-- begin Data listing --

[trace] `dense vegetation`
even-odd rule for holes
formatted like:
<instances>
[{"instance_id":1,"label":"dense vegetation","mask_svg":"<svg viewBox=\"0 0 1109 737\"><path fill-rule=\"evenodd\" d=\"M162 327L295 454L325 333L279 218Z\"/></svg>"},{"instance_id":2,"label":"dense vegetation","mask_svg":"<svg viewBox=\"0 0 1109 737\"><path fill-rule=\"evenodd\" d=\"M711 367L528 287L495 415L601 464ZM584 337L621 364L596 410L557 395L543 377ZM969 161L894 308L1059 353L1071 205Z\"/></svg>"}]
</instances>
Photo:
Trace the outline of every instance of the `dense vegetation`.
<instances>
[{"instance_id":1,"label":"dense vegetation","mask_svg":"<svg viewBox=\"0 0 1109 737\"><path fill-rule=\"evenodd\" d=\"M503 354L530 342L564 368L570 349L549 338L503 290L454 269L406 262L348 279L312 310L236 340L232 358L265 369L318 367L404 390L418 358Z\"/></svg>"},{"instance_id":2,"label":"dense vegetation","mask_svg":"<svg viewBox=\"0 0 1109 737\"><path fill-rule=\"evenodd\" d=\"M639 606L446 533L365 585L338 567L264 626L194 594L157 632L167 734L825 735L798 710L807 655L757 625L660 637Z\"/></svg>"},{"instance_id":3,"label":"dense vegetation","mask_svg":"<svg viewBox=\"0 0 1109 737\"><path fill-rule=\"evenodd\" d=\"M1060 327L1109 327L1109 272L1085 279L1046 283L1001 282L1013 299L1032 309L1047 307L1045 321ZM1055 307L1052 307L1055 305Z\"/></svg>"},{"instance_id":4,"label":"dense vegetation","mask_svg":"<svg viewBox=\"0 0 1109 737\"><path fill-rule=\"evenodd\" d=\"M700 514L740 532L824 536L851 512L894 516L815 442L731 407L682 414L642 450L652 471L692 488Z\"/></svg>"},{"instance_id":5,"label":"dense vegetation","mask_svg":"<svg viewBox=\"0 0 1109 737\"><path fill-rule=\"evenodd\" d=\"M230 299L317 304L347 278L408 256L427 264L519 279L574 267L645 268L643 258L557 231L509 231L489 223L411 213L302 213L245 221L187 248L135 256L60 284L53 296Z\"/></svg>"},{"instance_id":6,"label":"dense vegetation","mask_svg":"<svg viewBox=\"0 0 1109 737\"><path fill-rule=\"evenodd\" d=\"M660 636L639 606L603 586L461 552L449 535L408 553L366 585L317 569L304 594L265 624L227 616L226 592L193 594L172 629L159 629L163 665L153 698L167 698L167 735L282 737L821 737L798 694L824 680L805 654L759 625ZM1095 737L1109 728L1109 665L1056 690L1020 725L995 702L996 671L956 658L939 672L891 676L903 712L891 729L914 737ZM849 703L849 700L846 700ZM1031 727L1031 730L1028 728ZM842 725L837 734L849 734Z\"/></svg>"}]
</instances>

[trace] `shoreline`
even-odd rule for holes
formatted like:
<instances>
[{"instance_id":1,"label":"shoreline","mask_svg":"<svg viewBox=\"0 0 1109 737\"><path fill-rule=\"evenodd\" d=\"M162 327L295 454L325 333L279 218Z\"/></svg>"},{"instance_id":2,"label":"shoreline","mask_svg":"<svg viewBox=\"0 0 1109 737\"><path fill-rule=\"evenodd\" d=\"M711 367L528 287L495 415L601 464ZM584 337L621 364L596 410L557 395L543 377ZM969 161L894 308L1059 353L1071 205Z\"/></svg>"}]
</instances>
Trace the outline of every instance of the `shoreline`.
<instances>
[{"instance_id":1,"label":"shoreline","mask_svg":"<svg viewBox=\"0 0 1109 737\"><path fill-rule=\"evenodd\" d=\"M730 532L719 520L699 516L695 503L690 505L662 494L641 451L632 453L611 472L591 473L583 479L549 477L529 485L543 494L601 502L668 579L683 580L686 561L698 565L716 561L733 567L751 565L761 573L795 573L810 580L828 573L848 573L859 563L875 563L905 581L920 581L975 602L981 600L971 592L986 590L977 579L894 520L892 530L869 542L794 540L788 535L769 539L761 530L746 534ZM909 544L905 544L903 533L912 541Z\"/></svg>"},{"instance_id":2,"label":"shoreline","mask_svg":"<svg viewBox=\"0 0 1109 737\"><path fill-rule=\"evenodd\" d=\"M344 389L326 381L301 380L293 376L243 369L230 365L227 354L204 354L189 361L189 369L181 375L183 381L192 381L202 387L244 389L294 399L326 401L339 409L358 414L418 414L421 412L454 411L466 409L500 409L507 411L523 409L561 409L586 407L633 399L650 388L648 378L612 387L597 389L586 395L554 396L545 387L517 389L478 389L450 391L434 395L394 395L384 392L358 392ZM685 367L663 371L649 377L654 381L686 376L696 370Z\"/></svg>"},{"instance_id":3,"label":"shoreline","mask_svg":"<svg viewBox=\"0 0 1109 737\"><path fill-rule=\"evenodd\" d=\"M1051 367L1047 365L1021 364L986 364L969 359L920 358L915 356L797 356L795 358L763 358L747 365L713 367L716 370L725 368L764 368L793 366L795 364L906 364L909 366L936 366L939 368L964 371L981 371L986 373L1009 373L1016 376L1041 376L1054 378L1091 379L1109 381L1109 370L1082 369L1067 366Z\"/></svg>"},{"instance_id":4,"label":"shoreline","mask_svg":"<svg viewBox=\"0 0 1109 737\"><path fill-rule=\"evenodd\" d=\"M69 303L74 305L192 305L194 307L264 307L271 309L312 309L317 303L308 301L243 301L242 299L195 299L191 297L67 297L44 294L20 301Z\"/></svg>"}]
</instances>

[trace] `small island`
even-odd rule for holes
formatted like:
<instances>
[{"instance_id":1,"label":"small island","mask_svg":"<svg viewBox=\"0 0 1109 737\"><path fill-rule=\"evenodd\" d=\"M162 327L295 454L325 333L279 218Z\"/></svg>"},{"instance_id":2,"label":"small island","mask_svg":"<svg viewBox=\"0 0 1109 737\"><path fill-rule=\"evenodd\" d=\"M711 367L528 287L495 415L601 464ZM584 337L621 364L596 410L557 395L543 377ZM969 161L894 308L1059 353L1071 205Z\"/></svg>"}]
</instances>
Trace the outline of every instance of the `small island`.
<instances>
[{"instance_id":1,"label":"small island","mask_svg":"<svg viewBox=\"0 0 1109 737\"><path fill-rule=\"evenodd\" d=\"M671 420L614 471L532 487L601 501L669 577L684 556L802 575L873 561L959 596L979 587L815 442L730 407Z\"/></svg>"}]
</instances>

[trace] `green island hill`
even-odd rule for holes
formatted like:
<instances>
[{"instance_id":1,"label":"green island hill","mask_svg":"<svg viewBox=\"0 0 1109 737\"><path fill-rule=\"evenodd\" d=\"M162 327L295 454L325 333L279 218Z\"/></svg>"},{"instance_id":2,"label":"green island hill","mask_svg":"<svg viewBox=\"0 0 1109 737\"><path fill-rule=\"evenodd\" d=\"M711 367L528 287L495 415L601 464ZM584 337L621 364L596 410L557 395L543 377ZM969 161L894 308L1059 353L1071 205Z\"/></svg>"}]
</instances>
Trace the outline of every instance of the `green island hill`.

-- end Data listing --

What to do:
Count how many lines in the records contain the word "every", treating uppercase and lowercase as different. Reply with the number alone.

Worked solution:
4